** TASK **
From the material below, collect and copy out every line that contains the word "green".

** Start SUPPLIED DATA **

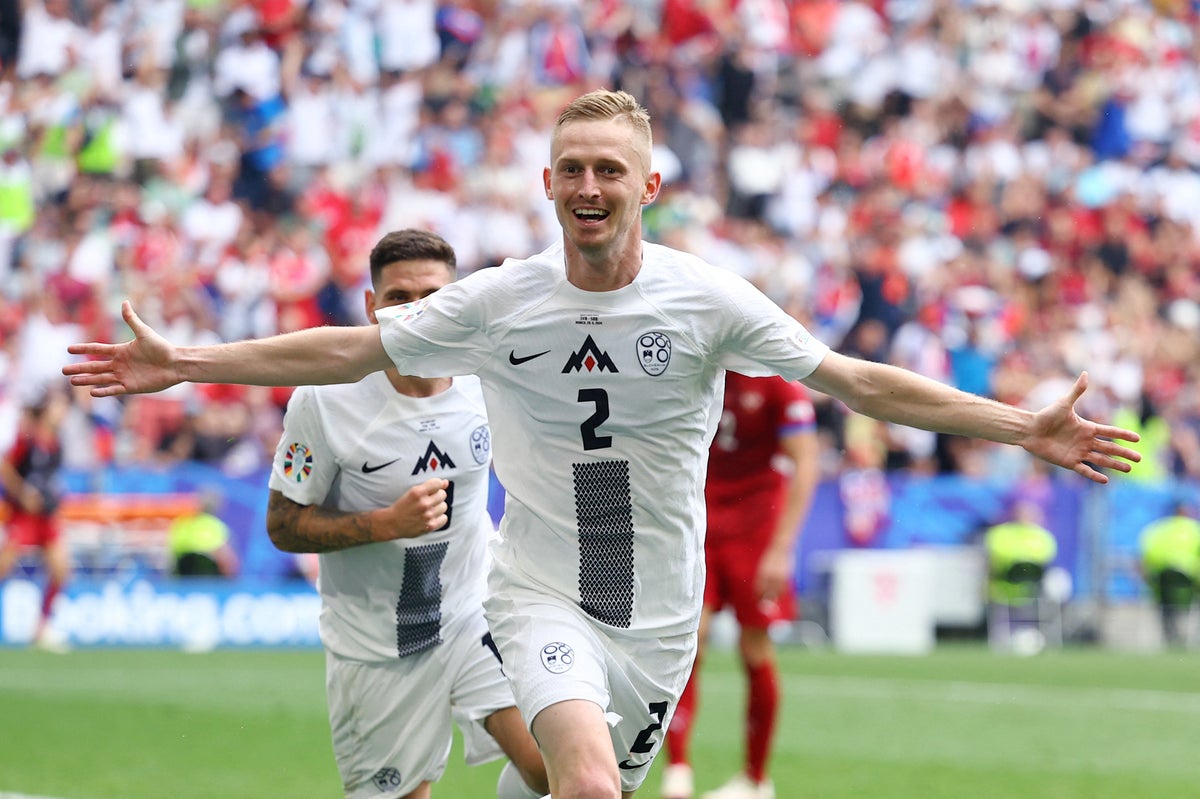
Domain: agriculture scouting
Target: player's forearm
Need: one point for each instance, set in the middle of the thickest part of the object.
(313, 356)
(796, 509)
(895, 395)
(311, 528)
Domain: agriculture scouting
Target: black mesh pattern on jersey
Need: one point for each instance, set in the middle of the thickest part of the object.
(605, 518)
(419, 607)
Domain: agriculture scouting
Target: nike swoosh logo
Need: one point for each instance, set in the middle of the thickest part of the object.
(367, 469)
(516, 361)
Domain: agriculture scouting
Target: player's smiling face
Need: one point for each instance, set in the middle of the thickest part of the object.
(406, 281)
(599, 179)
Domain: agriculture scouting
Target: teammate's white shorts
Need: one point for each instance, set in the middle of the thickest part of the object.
(553, 654)
(391, 721)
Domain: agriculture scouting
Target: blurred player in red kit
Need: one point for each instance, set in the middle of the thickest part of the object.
(762, 472)
(29, 474)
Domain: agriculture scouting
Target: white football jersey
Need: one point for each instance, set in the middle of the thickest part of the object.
(603, 404)
(360, 446)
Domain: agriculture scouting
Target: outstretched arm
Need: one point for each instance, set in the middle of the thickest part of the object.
(149, 362)
(310, 528)
(1056, 433)
(778, 564)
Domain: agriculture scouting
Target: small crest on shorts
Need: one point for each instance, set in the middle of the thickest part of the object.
(298, 462)
(387, 779)
(409, 311)
(557, 658)
(481, 444)
(654, 352)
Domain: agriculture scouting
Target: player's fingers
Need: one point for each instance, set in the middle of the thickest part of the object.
(100, 378)
(1120, 433)
(1085, 470)
(88, 367)
(1080, 386)
(132, 319)
(90, 348)
(1109, 462)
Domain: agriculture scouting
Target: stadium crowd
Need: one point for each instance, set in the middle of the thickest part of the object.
(990, 192)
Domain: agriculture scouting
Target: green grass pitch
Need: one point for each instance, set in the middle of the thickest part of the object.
(960, 722)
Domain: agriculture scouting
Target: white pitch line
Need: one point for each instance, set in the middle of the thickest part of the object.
(1060, 696)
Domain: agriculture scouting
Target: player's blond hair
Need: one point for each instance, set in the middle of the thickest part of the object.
(605, 103)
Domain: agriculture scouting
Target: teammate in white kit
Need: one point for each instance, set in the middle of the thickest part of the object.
(387, 479)
(601, 361)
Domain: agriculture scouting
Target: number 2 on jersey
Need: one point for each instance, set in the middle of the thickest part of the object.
(599, 397)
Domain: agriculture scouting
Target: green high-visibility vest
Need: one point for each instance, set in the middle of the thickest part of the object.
(1171, 542)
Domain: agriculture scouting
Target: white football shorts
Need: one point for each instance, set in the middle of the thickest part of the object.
(391, 721)
(553, 654)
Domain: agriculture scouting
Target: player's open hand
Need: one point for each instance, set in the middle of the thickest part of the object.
(774, 574)
(1062, 437)
(141, 366)
(423, 509)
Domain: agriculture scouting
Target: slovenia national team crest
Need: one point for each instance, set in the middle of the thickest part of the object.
(654, 352)
(409, 311)
(557, 656)
(298, 462)
(481, 444)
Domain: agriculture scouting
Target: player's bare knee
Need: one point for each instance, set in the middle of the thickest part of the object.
(588, 782)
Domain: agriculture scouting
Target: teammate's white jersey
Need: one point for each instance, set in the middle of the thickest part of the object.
(604, 406)
(360, 446)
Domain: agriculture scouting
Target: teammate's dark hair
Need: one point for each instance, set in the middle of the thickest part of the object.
(411, 244)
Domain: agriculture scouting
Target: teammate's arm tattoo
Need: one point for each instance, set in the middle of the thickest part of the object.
(310, 528)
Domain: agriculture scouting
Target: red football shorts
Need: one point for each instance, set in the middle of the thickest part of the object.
(732, 566)
(28, 529)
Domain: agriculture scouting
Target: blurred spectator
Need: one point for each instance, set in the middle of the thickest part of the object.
(1021, 169)
(30, 476)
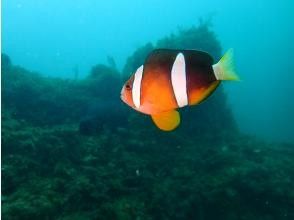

** End SUPPLIED DATA **

** THE RESPONSE **
Target: green grass pitch
Target: green high-visibility vest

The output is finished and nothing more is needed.